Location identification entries

☆ ☆ ☆ ☆

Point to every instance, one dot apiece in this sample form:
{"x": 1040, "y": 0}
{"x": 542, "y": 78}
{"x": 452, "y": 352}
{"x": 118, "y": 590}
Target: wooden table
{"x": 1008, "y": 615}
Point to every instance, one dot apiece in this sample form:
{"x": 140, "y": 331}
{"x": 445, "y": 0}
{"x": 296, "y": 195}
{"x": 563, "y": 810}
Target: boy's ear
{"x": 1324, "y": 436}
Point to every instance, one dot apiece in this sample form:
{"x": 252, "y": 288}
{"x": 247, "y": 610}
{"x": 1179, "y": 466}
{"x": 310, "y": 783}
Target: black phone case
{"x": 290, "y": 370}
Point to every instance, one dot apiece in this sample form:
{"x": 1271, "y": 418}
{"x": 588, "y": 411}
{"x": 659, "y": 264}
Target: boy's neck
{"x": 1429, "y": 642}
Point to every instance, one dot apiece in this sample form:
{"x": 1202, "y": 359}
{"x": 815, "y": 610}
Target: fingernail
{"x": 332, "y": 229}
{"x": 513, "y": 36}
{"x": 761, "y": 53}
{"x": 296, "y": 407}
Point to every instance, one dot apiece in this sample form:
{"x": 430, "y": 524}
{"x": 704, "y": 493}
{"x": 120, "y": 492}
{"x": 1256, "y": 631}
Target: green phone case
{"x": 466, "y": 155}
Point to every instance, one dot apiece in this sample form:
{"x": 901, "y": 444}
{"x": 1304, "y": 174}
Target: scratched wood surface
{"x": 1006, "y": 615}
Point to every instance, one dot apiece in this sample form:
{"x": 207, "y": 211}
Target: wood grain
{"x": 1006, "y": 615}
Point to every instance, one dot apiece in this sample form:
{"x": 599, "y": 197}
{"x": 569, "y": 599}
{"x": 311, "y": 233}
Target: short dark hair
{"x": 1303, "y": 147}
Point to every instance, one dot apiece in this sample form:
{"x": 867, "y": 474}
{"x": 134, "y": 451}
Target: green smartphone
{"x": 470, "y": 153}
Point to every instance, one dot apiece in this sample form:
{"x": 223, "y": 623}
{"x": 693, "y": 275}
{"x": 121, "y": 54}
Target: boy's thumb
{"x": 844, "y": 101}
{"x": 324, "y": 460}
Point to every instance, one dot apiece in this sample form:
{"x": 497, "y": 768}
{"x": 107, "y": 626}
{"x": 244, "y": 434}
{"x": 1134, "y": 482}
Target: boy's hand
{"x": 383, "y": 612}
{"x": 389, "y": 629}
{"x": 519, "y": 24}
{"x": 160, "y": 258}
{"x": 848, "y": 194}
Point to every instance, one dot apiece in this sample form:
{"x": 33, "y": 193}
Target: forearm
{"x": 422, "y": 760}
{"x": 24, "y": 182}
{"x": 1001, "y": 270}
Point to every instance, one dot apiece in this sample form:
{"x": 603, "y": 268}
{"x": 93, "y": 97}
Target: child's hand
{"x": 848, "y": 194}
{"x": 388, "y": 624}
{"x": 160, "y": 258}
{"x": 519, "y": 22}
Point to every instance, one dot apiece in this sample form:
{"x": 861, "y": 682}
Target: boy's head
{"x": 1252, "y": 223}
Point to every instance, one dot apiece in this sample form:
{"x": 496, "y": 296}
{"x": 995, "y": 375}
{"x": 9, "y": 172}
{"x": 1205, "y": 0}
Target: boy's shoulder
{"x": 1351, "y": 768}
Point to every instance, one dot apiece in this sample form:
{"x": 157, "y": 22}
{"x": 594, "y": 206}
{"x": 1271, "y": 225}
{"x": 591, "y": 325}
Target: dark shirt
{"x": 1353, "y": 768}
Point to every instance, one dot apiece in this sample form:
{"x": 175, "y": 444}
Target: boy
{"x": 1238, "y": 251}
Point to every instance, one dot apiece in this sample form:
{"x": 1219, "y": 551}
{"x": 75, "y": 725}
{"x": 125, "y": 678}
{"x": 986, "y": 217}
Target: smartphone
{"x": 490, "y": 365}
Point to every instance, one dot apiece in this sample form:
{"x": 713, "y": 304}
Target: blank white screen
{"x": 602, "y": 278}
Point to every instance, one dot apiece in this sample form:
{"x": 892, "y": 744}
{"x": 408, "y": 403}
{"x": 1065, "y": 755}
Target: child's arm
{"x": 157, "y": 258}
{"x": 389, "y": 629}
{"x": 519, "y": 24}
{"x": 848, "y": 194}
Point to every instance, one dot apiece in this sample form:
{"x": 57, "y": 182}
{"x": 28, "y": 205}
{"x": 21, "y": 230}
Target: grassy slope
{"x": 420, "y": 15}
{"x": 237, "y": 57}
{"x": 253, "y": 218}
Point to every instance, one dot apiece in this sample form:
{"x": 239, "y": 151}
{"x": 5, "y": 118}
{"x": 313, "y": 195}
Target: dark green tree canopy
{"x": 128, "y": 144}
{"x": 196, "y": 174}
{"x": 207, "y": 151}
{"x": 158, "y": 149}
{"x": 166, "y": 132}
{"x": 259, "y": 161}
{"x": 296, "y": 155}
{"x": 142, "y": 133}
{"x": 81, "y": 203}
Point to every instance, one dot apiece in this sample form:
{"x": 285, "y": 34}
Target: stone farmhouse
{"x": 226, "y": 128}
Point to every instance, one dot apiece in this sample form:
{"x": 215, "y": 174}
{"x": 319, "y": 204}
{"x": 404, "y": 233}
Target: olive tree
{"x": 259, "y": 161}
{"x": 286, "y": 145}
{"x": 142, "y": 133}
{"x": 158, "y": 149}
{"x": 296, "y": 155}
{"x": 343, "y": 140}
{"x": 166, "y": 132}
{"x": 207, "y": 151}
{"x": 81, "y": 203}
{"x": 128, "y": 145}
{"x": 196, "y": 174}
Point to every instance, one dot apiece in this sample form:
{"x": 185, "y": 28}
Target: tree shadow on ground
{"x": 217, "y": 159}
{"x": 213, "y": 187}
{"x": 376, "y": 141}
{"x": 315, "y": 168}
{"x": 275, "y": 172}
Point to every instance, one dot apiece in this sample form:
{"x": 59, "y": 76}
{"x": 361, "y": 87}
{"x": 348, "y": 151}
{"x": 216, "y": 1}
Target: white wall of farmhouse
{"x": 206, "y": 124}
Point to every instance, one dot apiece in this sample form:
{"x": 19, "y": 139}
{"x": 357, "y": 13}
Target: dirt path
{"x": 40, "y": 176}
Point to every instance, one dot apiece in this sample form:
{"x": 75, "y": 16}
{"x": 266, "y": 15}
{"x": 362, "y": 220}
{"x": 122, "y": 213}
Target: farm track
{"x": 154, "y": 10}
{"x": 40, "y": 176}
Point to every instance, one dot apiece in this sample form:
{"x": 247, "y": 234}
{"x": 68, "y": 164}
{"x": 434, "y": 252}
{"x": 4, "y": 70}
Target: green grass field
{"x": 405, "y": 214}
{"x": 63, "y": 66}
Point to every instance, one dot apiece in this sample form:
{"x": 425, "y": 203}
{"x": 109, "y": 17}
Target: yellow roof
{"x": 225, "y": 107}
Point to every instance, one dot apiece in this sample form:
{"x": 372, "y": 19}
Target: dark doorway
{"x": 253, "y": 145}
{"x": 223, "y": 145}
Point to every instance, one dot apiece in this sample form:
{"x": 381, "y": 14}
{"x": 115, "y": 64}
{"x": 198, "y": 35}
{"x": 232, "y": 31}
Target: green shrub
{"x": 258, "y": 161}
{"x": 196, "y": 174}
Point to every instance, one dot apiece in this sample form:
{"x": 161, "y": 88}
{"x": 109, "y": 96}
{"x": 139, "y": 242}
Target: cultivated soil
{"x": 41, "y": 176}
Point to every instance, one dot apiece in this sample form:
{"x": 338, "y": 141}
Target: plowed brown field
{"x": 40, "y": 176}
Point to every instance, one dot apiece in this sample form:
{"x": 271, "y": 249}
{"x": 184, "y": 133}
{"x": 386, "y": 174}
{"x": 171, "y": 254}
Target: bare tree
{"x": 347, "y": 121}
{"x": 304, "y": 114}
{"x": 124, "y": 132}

☆ ☆ ☆ ☆

_STATED PROBLEM_:
Pull out every line in the entries above that contains the word "dark", and copy each one.

_THE RESPONSE_:
Target: short dark hair
Target: dark shirt
Target: dark green tree canopy
Target: dark doorway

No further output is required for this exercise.